***** DATASET EXCERPTS

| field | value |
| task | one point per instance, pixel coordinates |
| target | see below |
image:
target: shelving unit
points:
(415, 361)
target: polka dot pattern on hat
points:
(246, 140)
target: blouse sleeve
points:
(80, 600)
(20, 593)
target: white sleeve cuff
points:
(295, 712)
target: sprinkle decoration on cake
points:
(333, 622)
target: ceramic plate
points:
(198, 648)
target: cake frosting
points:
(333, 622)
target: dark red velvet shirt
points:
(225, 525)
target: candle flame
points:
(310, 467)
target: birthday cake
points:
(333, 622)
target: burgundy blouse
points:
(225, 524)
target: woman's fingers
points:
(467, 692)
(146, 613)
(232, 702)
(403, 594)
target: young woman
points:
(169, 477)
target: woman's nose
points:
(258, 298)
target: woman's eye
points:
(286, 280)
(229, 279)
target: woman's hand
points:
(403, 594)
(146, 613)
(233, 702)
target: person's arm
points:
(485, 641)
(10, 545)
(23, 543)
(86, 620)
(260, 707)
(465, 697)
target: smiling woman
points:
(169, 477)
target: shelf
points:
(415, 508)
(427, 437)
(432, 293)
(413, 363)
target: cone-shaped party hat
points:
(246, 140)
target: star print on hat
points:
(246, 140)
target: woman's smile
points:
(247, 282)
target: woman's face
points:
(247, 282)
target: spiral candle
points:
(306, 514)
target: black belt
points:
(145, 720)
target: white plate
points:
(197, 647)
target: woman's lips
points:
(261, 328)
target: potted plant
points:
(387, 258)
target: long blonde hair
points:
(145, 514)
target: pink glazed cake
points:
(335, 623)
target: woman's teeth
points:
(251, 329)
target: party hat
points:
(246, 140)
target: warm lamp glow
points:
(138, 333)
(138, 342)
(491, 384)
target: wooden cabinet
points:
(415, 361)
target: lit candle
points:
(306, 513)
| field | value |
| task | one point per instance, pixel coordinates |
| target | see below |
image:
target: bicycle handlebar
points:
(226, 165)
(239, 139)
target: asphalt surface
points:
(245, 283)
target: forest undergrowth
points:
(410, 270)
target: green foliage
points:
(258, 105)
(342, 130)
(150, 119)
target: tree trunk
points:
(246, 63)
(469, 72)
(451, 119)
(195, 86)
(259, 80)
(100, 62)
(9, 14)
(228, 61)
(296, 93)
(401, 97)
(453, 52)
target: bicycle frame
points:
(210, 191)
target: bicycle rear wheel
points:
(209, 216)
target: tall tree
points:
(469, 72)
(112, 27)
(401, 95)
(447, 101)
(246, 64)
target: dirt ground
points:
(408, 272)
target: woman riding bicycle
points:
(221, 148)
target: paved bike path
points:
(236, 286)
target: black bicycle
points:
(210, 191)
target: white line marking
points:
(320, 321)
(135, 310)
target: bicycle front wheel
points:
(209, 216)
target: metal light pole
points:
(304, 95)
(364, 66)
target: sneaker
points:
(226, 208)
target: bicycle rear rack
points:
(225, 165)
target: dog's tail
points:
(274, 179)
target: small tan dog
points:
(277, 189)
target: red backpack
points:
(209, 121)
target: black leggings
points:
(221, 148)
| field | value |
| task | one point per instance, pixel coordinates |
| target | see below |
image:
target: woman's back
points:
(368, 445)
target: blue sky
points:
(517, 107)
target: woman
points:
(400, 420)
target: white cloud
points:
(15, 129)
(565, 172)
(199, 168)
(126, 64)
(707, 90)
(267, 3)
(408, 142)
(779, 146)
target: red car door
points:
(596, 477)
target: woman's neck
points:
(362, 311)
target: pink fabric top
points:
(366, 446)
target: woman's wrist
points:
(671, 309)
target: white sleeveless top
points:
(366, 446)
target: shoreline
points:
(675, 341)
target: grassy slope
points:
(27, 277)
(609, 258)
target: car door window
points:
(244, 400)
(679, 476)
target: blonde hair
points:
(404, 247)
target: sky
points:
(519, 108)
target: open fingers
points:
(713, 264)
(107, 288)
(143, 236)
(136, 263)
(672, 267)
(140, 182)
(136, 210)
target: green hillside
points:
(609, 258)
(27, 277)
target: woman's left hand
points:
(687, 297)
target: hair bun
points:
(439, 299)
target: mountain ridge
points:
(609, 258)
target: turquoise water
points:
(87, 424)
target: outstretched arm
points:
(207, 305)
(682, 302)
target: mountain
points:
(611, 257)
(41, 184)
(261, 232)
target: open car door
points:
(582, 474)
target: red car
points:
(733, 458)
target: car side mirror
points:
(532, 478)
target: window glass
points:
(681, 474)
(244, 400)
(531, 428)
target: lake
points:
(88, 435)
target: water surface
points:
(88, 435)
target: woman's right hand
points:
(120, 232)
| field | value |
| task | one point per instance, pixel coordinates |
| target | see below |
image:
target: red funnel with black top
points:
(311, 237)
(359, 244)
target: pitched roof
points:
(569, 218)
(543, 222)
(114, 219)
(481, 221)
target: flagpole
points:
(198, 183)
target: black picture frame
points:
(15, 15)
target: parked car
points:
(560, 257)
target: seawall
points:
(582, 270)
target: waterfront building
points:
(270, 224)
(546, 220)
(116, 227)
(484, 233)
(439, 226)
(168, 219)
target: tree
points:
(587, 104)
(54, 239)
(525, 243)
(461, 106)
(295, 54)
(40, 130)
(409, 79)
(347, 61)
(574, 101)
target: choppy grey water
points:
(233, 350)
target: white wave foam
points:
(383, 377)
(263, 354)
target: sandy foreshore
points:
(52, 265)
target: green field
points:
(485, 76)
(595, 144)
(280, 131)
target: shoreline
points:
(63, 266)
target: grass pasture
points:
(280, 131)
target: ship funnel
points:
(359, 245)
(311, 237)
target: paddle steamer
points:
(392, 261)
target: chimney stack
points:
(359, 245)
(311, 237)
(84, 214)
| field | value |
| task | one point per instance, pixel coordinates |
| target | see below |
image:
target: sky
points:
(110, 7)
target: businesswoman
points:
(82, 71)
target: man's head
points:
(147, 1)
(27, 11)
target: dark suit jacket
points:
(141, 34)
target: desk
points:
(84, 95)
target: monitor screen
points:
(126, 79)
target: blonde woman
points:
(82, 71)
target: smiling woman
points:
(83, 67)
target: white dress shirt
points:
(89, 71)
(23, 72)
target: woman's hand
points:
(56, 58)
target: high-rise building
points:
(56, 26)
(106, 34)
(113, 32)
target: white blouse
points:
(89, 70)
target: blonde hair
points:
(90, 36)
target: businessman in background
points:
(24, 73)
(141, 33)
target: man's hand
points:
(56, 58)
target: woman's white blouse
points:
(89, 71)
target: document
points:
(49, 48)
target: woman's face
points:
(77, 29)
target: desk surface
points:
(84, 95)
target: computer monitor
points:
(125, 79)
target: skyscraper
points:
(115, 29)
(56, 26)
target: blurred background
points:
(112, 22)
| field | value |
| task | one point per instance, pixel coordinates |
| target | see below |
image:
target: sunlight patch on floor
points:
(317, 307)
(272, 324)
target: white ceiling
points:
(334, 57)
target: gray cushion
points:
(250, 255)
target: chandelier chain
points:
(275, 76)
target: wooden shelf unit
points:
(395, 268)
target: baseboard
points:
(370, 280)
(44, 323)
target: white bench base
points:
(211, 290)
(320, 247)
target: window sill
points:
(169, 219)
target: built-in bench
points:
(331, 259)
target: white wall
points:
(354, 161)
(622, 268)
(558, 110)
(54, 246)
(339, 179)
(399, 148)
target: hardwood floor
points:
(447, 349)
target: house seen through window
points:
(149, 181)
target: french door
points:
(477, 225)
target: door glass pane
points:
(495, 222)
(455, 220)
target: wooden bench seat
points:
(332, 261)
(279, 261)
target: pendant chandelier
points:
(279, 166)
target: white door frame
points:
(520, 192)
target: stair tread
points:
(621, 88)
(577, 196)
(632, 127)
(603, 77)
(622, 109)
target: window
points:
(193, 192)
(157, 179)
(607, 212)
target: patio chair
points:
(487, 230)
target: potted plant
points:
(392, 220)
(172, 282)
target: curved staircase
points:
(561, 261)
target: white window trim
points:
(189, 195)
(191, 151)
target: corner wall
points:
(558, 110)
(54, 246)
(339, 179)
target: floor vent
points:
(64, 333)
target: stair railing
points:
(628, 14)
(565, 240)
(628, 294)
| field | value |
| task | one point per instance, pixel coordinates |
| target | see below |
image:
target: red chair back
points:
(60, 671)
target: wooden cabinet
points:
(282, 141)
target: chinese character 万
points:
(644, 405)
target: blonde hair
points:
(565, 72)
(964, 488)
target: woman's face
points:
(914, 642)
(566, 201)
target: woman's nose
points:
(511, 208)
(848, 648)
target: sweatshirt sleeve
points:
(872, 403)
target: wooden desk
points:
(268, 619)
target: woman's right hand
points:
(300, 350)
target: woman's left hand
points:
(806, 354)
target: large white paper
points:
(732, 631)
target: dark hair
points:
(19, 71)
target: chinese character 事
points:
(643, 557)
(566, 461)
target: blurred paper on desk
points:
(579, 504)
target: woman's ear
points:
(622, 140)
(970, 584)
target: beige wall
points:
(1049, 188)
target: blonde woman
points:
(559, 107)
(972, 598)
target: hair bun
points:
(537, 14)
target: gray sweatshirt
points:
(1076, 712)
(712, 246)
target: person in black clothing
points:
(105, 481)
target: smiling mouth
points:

**********

WHAT YOU SHOULD DO:
Reproduce the part that opens with the line containing "target: stair railing" and closes at the end of the lines, requests included. Multiply every point coordinate in the answers by 1.45 and round to whole numbers, with halves rounding up.

RESULT FOR THIS EXERCISE:
target: stair railing
points:
(911, 20)
(819, 348)
(911, 426)
| field | value |
| task | one point per instance, pixel coordinates |
| target | see below |
image:
target: red chair back
points:
(87, 973)
target: wooden cabinet
points:
(409, 204)
target: chinese character 万
points:
(934, 587)
target: blonde hair
points:
(819, 104)
(1398, 708)
target: woman's face
points:
(1325, 931)
(821, 291)
target: woman's nose
points:
(741, 302)
(1230, 940)
target: sweatshirt sleeve
points:
(1264, 584)
target: wooden desk
points:
(389, 898)
target: woman's right hand
points:
(435, 508)
target: woman's left hand
points:
(1169, 513)
target: large white paper
points:
(1061, 915)
target: dark hair
points:
(28, 103)
target: chinese character 事
points:
(932, 808)
(821, 668)
target: blurred paper on desk
points:
(840, 731)
target: woman's ear
points:
(902, 203)
(1407, 847)
target: beige wall
points:
(1521, 273)
target: blonde woman
points:
(811, 155)
(1409, 867)
target: hair bun
points:
(779, 20)
target: gray sweatshirt
points:
(1560, 1032)
(1032, 357)
target: person in black clothing
points:
(152, 697)
target: smiling mouth
points:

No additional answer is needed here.